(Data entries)
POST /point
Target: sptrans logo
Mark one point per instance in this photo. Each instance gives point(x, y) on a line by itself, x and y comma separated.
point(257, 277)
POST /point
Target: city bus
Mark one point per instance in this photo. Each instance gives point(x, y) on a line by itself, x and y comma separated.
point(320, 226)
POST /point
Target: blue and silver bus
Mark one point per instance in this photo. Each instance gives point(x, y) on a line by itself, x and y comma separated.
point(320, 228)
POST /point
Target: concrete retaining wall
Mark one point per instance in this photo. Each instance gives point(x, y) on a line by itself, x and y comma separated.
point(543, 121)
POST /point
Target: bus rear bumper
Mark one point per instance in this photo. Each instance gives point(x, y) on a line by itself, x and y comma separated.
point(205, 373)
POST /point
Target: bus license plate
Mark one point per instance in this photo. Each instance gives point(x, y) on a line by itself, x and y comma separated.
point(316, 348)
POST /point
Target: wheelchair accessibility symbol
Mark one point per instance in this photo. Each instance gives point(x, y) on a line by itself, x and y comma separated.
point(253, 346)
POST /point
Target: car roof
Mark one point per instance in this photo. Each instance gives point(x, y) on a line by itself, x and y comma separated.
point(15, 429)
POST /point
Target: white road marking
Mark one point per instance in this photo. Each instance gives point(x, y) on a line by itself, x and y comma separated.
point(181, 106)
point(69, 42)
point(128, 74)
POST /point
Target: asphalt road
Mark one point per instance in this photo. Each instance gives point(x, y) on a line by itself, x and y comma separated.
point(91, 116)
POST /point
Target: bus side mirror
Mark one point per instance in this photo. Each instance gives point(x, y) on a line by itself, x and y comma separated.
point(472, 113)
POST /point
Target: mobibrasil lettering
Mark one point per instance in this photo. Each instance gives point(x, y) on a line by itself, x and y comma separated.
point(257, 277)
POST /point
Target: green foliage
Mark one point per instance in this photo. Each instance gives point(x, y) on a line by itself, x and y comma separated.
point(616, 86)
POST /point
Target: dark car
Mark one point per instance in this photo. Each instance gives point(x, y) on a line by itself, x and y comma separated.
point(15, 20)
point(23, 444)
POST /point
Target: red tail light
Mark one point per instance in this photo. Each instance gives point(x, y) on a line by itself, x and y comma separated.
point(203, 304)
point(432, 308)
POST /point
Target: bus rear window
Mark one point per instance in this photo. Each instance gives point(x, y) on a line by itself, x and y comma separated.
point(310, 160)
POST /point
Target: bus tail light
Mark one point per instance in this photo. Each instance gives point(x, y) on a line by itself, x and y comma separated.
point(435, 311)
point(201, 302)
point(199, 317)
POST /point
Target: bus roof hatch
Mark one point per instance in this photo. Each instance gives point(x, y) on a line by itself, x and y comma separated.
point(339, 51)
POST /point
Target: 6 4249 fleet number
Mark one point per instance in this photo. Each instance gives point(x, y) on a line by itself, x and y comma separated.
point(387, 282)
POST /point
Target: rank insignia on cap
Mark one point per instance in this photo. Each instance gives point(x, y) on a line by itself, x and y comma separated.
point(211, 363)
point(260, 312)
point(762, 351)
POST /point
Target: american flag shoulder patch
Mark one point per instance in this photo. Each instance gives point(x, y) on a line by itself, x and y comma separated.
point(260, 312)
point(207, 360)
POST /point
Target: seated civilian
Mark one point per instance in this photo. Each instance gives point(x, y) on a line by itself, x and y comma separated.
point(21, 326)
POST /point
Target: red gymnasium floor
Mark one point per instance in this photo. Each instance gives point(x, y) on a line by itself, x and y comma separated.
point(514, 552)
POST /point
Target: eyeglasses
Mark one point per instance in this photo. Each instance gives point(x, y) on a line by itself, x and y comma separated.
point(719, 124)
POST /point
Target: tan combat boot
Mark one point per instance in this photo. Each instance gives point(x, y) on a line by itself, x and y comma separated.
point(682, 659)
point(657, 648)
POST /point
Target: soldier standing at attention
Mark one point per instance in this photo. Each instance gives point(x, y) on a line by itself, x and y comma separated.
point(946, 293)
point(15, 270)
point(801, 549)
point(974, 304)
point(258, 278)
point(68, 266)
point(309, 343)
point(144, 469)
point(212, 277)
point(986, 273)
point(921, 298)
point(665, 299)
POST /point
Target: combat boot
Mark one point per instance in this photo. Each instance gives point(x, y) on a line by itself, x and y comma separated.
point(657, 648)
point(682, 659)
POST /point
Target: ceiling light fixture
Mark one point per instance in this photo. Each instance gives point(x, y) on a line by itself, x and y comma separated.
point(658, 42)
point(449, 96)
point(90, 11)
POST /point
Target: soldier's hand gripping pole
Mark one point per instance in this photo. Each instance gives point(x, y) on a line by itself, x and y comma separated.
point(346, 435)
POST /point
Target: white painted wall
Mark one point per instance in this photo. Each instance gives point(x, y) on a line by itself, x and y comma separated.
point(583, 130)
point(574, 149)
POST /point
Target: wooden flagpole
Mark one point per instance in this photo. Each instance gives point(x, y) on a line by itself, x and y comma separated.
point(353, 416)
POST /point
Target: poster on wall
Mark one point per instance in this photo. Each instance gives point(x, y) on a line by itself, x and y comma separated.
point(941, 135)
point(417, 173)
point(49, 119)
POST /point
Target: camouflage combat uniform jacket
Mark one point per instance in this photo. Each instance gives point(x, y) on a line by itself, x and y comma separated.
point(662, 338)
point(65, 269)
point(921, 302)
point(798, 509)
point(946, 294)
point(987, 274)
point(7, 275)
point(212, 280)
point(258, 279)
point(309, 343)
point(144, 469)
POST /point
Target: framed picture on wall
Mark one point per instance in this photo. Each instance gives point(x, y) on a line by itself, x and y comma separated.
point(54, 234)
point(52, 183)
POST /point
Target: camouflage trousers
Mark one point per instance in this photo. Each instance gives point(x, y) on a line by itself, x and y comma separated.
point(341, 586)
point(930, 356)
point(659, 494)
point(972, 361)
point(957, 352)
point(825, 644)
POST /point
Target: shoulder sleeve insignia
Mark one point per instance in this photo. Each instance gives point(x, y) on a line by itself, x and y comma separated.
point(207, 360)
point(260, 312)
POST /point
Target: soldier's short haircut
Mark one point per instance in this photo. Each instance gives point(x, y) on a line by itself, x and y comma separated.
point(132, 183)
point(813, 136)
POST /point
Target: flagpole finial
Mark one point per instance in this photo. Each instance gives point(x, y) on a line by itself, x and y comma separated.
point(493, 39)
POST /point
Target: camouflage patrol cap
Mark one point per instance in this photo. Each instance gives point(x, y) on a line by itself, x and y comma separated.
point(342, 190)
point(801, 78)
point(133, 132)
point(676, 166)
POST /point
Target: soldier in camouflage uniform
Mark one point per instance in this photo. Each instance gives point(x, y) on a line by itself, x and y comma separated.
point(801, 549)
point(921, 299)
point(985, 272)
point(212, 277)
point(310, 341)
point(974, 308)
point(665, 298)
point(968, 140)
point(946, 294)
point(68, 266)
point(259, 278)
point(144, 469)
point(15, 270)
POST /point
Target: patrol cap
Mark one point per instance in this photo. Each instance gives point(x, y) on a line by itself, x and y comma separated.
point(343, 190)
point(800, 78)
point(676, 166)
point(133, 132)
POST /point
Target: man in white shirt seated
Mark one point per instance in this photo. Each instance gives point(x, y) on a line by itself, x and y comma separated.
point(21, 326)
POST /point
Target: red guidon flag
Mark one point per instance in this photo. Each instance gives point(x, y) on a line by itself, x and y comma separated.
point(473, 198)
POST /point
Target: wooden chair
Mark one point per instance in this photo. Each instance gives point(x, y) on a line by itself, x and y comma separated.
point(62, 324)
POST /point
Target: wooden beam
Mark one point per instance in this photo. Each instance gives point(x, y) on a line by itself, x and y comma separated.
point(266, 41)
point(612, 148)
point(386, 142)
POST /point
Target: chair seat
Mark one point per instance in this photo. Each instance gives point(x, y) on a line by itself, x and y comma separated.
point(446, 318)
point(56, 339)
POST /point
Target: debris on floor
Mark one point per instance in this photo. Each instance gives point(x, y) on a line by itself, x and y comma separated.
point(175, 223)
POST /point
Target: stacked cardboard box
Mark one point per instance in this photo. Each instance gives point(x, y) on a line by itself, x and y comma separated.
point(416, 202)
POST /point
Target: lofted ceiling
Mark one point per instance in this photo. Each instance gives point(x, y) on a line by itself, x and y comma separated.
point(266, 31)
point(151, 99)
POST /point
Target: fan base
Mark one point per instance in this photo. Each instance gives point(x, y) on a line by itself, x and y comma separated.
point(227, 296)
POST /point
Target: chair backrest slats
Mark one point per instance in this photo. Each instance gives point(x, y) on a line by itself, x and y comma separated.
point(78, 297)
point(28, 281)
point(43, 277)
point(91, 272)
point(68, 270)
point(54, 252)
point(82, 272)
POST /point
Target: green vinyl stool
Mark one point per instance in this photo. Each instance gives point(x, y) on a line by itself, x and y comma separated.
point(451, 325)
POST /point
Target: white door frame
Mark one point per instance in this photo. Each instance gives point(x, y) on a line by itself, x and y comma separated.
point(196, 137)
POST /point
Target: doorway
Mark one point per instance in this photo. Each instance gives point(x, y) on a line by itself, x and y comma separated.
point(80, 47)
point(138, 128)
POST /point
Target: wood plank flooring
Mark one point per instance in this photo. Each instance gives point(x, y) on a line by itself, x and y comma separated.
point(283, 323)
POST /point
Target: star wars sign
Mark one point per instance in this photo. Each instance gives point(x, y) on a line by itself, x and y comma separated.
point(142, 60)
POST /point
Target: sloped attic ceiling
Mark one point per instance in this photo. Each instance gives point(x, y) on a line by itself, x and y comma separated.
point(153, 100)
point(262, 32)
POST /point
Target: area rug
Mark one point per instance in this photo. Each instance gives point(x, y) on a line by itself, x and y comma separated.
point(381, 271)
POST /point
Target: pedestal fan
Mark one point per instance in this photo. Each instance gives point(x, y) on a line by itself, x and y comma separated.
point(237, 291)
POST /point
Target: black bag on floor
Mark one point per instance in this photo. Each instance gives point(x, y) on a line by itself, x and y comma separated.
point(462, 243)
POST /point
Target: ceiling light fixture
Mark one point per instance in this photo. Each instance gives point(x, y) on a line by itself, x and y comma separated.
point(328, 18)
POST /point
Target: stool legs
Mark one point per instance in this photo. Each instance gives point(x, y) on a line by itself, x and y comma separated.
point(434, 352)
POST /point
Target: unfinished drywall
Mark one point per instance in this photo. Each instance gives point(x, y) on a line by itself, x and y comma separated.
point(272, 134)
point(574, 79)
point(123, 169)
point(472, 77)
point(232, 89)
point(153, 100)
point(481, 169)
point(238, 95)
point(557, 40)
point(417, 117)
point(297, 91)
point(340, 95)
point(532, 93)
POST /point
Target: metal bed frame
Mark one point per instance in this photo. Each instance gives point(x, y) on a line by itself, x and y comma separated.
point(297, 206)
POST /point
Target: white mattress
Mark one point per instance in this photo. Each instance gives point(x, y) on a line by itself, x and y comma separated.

:: Exercise details ::
Pull out, word for word, the stretch of the records above running from their start through the line containing "point(205, 373)", including both ends.

:: Output of the task ::
POST /point
Target: sptrans logo
Mark one point per instance in this photo. Each instance gives point(x, y) on a line by itself, x and y comma separated.
point(257, 277)
POST /point
Target: city bus
Mark one point per instance in this photo. Each instance gives point(x, y) on a line by itself, x and y comma separated.
point(320, 226)
POST /point
Target: blue and silver bus
Mark one point per instance in this photo. Each instance gives point(x, y) on a line by itself, x and y comma separated.
point(320, 228)
POST /point
Target: concrete retaining wall
Mark one point per instance in this photo. Each instance gives point(x, y) on a line by itself, x and y comma separated.
point(543, 121)
POST /point
Target: bus rear bumper
Mark one point per instance in this photo. Each instance gives point(x, y) on a line by itself, x and y comma separated.
point(205, 373)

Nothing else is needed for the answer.